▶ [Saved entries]
BEGIN

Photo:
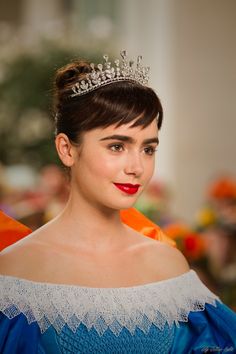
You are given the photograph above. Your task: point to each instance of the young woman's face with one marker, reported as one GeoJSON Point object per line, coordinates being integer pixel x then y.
{"type": "Point", "coordinates": [113, 165]}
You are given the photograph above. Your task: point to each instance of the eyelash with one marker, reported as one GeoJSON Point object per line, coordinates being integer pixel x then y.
{"type": "Point", "coordinates": [149, 149]}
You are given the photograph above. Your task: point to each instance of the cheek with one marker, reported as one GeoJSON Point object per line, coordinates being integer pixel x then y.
{"type": "Point", "coordinates": [104, 166]}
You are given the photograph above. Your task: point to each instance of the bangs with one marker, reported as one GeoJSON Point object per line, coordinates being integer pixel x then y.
{"type": "Point", "coordinates": [115, 104]}
{"type": "Point", "coordinates": [124, 102]}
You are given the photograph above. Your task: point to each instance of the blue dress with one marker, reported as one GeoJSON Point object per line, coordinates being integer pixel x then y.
{"type": "Point", "coordinates": [177, 315]}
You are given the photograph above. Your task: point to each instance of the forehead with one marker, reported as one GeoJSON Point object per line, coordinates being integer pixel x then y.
{"type": "Point", "coordinates": [138, 132]}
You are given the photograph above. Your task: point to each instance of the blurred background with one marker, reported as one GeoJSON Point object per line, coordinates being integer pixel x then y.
{"type": "Point", "coordinates": [191, 48]}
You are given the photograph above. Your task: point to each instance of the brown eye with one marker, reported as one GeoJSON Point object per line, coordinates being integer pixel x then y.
{"type": "Point", "coordinates": [116, 147]}
{"type": "Point", "coordinates": [150, 150]}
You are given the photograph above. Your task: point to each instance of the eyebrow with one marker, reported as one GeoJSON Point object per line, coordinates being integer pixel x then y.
{"type": "Point", "coordinates": [130, 140]}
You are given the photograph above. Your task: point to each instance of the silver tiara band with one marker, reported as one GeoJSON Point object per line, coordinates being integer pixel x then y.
{"type": "Point", "coordinates": [105, 74]}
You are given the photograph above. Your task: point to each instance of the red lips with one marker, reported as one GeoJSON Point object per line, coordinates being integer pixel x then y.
{"type": "Point", "coordinates": [127, 187]}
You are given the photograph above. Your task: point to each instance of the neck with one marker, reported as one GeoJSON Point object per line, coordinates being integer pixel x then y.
{"type": "Point", "coordinates": [88, 225]}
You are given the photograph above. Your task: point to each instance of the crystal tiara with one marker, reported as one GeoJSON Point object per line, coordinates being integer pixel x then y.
{"type": "Point", "coordinates": [105, 74]}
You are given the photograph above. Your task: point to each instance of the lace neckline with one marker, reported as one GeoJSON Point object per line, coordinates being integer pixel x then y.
{"type": "Point", "coordinates": [51, 285]}
{"type": "Point", "coordinates": [164, 302]}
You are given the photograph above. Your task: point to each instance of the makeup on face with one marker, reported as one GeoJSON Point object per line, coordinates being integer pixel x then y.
{"type": "Point", "coordinates": [128, 187]}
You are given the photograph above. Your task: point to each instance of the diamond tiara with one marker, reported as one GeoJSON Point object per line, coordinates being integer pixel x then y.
{"type": "Point", "coordinates": [105, 74]}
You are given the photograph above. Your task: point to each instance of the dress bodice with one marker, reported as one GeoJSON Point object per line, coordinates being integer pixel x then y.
{"type": "Point", "coordinates": [140, 319]}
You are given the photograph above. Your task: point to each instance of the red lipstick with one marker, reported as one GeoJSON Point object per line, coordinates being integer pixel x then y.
{"type": "Point", "coordinates": [127, 187]}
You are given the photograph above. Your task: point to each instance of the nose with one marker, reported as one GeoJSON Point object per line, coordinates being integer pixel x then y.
{"type": "Point", "coordinates": [134, 165]}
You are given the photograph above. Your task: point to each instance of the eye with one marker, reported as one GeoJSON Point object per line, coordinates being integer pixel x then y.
{"type": "Point", "coordinates": [116, 147]}
{"type": "Point", "coordinates": [150, 150]}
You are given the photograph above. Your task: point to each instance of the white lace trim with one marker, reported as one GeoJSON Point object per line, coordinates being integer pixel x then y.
{"type": "Point", "coordinates": [168, 301]}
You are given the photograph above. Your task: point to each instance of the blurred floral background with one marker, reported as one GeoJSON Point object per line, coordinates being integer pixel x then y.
{"type": "Point", "coordinates": [192, 53]}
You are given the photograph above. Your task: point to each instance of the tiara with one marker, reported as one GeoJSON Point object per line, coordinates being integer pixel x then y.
{"type": "Point", "coordinates": [105, 74]}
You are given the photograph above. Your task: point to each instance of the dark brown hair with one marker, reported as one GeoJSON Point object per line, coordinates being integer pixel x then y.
{"type": "Point", "coordinates": [117, 103]}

END

▶ [Task goal]
For this exercise, retype the data above exactly and skip every image.

▶ [Task output]
Photo:
You are given the photograph above. Your task: point to each instance of the young woman's face with one marker, reported as one GeoJSON Point object per line, coordinates being integer pixel x then y.
{"type": "Point", "coordinates": [113, 165]}
You are given the photograph above. Your task: point to each instance of the eyelash with one marker, reported as one GeoJSON Point object per line, coordinates being integer pixel x then y.
{"type": "Point", "coordinates": [149, 149]}
You are given the photograph above. Your task: point to each instance of the cheek with one marker, reported as one GeoJSON Point object per line, coordinates being integer pixel x then y.
{"type": "Point", "coordinates": [104, 166]}
You are given the photograph above. Your task: point to each instance of the bangs with one marker, reported as one GeoJSON Point object per line, coordinates being integer pixel x then y.
{"type": "Point", "coordinates": [115, 104]}
{"type": "Point", "coordinates": [124, 102]}
You are given the photograph above. Your task: point to each instance of the blue dress with one marker, reported as one GeoJSON Point object per line, coordinates being integer pixel x then y.
{"type": "Point", "coordinates": [177, 315]}
You are given the photograph above. Your task: point to each instance of the forehead with one marker, reported as one GeoJSON Point object per line, coordinates being integer pixel x then y.
{"type": "Point", "coordinates": [138, 132]}
You are given the photograph above. Your task: point to each instance of the blurred background with one marker, reported as one GeoJSON Point object per line, coordinates being integer pixel x then y.
{"type": "Point", "coordinates": [191, 48]}
You are given the photograph above. Your task: point to each instance of the brown eye with one marker, reported as one GeoJSON Point object per line, coordinates being integer pixel x then y.
{"type": "Point", "coordinates": [116, 147]}
{"type": "Point", "coordinates": [150, 150]}
You are given the photograph above. Your task: point to each instance of the eyebrow with one marker, reported as one GeoJSON Point object per line, coordinates being integer pixel x then y.
{"type": "Point", "coordinates": [130, 140]}
You are given the photograph above. Your task: point to each instance of the silver tiara band with one marker, reported as one GeoJSON Point object per line, coordinates being integer pixel x then y.
{"type": "Point", "coordinates": [105, 74]}
You are given the photograph above. Your task: point to each instance of the red lips with one marker, reported as one GeoJSON Point object per line, coordinates being integer pixel x then y.
{"type": "Point", "coordinates": [127, 187]}
You are given the photograph above. Your task: point to each instance of the neck with one marker, reported as one GeoJSON Point object per line, coordinates being integer pixel x then y.
{"type": "Point", "coordinates": [88, 225]}
You are given the photograph above. Your task: point to each instance of the crystal tiara with one marker, reported as one GeoJSON Point object per line, coordinates being integer pixel x then y.
{"type": "Point", "coordinates": [105, 74]}
You are given the photograph above. Your task: point to each instance of the lace neckline with one marker, reported as one GeoJSON Point object per line, coordinates being integer pixel x then y.
{"type": "Point", "coordinates": [51, 285]}
{"type": "Point", "coordinates": [164, 302]}
You are given the photograph above. Your task: point to each instance of the makeup on face with one marker, reported as one GeoJSON Point object per line, coordinates being integer pixel x then y.
{"type": "Point", "coordinates": [128, 187]}
You are given the photograph above. Your task: point to each instance of the diamond tiara with one marker, reported as one GeoJSON Point object per line, coordinates being integer pixel x then y.
{"type": "Point", "coordinates": [105, 74]}
You are given the photograph above. Your task: point to each instance of the dress bodice with one marker, reported as one GeoJSON Point object per line, coordinates being integer pixel x then y.
{"type": "Point", "coordinates": [140, 319]}
You are given the photograph above. Your task: point to each instance of the red lipstick with one marker, reported as one GeoJSON Point object per line, coordinates being integer pixel x then y.
{"type": "Point", "coordinates": [127, 187]}
You are given the photograph above. Your task: point to each instance of the nose with one marker, reported as one GeoJSON Point object per line, coordinates being integer pixel x then y.
{"type": "Point", "coordinates": [134, 165]}
You are given the photograph above. Your task: point to each instance of the eye with one marker, reported as one GeoJSON Point object per line, coordinates being integer pixel x then y.
{"type": "Point", "coordinates": [116, 147]}
{"type": "Point", "coordinates": [150, 150]}
You are given the photograph above. Your task: point to each instance of the white lace trim with one marker, reported as one GeoJSON Point object per line, coordinates being integer pixel x then y.
{"type": "Point", "coordinates": [168, 301]}
You are given the photograph above. Your task: point to each instance of the blurred floral background with one marker, reported as one GeoJSON Point object per line, coordinates being integer pixel x then y.
{"type": "Point", "coordinates": [192, 53]}
You are given the photograph above. Your task: point to each instance of the tiara with one marker, reported as one GeoJSON Point object per line, coordinates being integer pixel x then y.
{"type": "Point", "coordinates": [105, 74]}
You are given the photograph above. Your task: point to each instance of the dark brown hair with one marker, reported as one GeoJSON Point object per line, coordinates being integer pixel x then y.
{"type": "Point", "coordinates": [117, 103]}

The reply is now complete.